How to complete this task: Search the records below for the word "person". Copy each line where it occurs.

Data entries
::::::

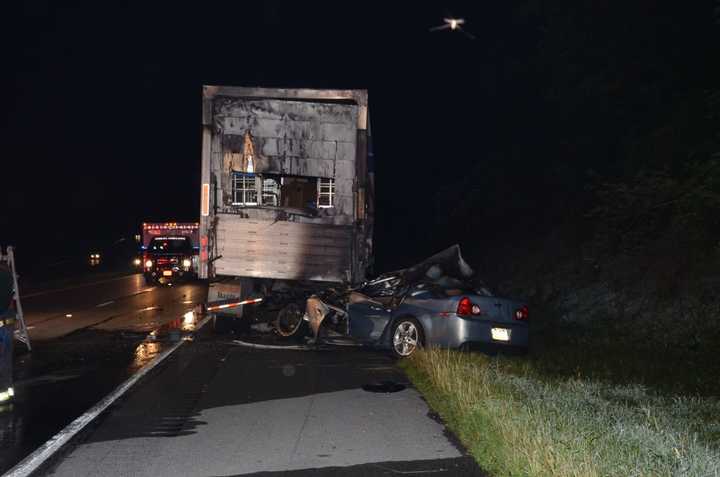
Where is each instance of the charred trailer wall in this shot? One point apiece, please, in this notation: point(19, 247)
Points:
point(284, 184)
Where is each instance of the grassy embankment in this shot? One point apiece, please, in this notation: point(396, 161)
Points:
point(517, 419)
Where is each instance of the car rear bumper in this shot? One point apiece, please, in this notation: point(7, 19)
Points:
point(462, 332)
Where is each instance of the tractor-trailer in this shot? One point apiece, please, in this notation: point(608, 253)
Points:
point(286, 185)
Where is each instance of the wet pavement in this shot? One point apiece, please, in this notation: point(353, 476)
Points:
point(215, 407)
point(76, 361)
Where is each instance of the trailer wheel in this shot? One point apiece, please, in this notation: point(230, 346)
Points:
point(289, 322)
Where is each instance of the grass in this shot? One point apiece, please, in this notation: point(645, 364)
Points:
point(515, 418)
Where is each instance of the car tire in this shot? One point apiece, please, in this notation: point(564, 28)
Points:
point(290, 323)
point(406, 337)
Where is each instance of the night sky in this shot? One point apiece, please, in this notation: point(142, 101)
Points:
point(100, 124)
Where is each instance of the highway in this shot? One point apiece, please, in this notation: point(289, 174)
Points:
point(87, 337)
point(123, 303)
point(213, 406)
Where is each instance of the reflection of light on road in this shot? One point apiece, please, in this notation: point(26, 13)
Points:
point(189, 321)
point(144, 353)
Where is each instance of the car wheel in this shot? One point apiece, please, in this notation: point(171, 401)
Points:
point(290, 323)
point(406, 337)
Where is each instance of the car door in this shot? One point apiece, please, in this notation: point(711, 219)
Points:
point(368, 318)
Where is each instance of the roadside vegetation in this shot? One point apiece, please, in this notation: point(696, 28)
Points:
point(516, 419)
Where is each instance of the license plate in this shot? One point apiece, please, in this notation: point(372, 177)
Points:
point(500, 334)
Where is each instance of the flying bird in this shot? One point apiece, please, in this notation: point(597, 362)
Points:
point(453, 24)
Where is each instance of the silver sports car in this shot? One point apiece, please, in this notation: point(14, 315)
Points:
point(435, 303)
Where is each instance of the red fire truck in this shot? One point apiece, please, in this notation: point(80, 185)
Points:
point(169, 251)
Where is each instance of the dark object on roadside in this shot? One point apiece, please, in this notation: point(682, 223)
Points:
point(437, 302)
point(6, 288)
point(384, 387)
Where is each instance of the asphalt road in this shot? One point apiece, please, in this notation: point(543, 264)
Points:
point(77, 360)
point(217, 408)
point(114, 304)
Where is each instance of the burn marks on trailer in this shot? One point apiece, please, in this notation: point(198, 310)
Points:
point(285, 138)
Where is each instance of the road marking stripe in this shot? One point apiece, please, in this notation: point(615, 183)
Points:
point(58, 290)
point(33, 462)
point(260, 346)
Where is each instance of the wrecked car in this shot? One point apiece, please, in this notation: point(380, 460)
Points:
point(435, 303)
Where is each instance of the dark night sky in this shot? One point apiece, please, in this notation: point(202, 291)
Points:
point(101, 117)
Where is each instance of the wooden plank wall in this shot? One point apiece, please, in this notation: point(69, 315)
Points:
point(282, 250)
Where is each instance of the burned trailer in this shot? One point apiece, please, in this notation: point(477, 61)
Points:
point(286, 188)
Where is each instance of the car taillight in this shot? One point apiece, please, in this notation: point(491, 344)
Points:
point(467, 307)
point(522, 313)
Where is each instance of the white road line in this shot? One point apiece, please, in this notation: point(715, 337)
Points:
point(58, 290)
point(33, 462)
point(259, 346)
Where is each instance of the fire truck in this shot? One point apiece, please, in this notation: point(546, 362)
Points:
point(169, 251)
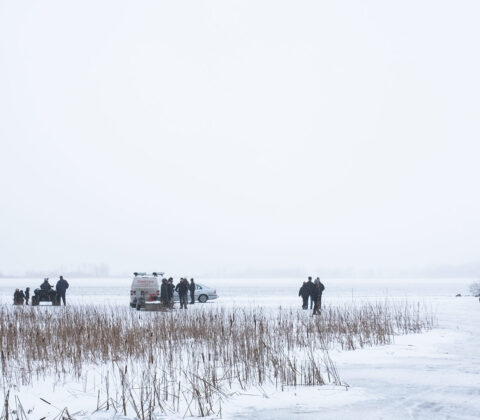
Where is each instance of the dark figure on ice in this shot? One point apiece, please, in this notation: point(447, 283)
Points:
point(192, 291)
point(61, 287)
point(18, 297)
point(182, 289)
point(303, 292)
point(171, 289)
point(310, 288)
point(27, 295)
point(318, 290)
point(164, 292)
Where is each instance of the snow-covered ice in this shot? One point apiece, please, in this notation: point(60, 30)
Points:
point(433, 375)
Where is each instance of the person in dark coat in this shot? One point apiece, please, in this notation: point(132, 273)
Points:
point(309, 287)
point(318, 290)
point(46, 286)
point(171, 289)
point(27, 295)
point(303, 292)
point(61, 287)
point(192, 287)
point(182, 290)
point(164, 292)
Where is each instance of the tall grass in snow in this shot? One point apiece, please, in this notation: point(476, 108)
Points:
point(189, 362)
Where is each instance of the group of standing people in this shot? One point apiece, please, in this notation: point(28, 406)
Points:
point(313, 291)
point(20, 297)
point(182, 288)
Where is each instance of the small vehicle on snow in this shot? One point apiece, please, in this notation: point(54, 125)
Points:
point(146, 288)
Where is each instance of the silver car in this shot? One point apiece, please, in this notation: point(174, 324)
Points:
point(202, 293)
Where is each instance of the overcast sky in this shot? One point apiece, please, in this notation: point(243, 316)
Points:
point(192, 135)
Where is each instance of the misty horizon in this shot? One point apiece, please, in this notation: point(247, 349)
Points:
point(211, 138)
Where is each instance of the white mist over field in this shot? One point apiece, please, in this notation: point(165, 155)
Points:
point(247, 144)
point(219, 136)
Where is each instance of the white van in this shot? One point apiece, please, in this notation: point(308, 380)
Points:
point(145, 287)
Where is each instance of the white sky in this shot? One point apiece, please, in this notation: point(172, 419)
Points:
point(197, 135)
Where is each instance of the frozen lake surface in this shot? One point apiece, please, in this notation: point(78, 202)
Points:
point(434, 375)
point(269, 292)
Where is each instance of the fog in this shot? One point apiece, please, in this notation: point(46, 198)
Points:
point(237, 136)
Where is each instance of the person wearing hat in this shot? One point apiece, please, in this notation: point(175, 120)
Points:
point(61, 287)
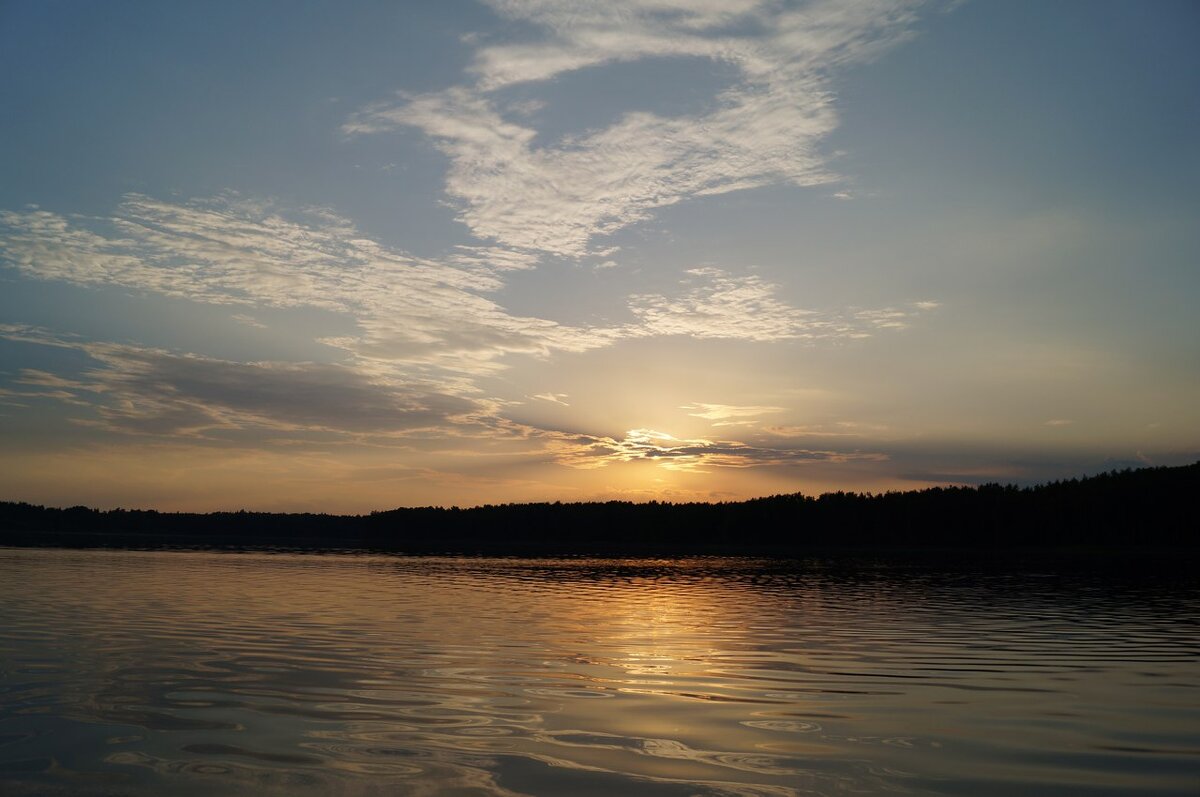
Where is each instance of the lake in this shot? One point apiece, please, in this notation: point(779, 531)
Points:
point(191, 672)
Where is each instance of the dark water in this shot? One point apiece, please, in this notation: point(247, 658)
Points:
point(245, 673)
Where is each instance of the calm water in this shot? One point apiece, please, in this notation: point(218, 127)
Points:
point(244, 673)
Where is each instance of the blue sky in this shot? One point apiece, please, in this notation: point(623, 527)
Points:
point(315, 256)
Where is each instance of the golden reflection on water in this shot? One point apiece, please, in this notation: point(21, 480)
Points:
point(229, 673)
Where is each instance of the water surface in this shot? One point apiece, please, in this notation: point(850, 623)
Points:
point(133, 672)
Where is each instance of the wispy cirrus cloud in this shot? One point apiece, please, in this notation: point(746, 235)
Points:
point(555, 198)
point(229, 251)
point(718, 304)
point(137, 389)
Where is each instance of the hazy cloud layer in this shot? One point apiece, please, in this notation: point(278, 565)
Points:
point(149, 390)
point(411, 312)
point(675, 454)
point(717, 304)
point(555, 198)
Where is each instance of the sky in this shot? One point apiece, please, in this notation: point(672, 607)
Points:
point(354, 256)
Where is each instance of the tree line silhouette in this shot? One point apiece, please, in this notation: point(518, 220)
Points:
point(1143, 508)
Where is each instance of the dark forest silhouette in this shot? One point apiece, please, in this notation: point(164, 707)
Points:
point(1144, 508)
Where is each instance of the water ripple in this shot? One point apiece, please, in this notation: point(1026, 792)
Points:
point(245, 673)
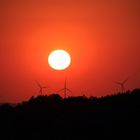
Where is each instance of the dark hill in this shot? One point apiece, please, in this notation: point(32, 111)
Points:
point(52, 117)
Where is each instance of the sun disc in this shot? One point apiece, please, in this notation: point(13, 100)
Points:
point(59, 60)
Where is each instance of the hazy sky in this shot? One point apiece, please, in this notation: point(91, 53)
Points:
point(102, 37)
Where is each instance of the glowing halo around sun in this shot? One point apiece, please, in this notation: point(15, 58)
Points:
point(59, 59)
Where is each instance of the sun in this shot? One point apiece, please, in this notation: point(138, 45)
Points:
point(59, 59)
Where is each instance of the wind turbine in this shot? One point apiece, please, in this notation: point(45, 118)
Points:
point(122, 84)
point(41, 88)
point(65, 89)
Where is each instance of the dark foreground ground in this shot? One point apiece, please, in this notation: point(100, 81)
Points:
point(74, 118)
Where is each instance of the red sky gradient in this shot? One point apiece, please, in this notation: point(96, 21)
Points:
point(102, 37)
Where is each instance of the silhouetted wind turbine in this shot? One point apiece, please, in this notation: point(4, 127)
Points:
point(65, 89)
point(41, 88)
point(122, 84)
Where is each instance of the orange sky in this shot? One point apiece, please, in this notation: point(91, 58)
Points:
point(102, 37)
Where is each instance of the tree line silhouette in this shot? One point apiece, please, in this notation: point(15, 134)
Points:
point(53, 117)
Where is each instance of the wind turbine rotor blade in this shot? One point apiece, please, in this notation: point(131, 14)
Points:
point(125, 80)
point(38, 83)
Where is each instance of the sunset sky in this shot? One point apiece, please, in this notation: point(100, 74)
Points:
point(102, 37)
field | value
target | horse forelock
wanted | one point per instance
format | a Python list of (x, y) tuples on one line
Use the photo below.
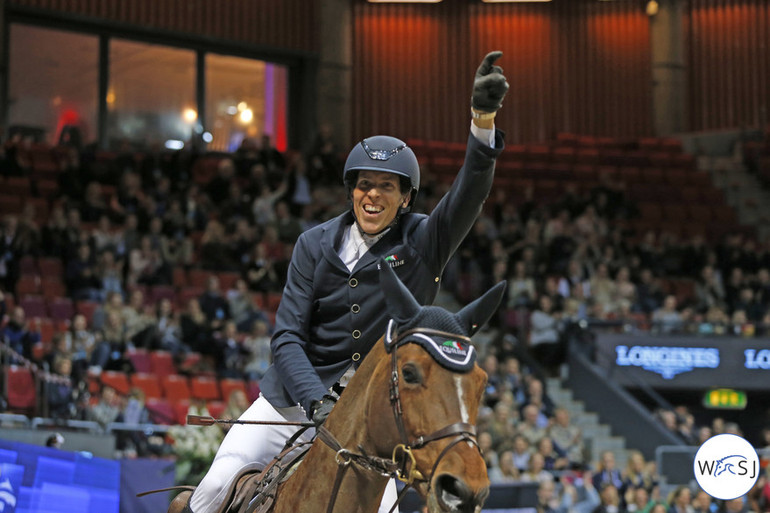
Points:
[(436, 318)]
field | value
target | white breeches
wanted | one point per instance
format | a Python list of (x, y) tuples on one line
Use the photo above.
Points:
[(247, 444)]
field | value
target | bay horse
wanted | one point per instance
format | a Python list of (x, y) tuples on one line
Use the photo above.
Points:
[(409, 411)]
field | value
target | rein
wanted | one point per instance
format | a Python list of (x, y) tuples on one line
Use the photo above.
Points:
[(402, 464)]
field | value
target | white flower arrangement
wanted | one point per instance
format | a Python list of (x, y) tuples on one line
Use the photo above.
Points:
[(194, 448)]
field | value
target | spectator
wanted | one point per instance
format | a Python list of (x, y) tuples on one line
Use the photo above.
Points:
[(610, 500), (243, 309), (107, 409), (195, 328), (257, 342), (214, 251), (667, 319), (18, 334), (213, 304), (81, 342), (12, 248), (506, 471), (606, 473), (567, 437), (231, 353), (62, 399), (82, 275), (530, 427), (259, 273), (553, 459), (536, 472), (679, 500), (545, 335)]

::::::

Answer area:
Where is each instance of the person in dark coat in this shot? One point apiece, please, in this notation: point(132, 273)
Where is each instance of the person wearing hat in this shot? One point apiece, please, in this notation: point(175, 120)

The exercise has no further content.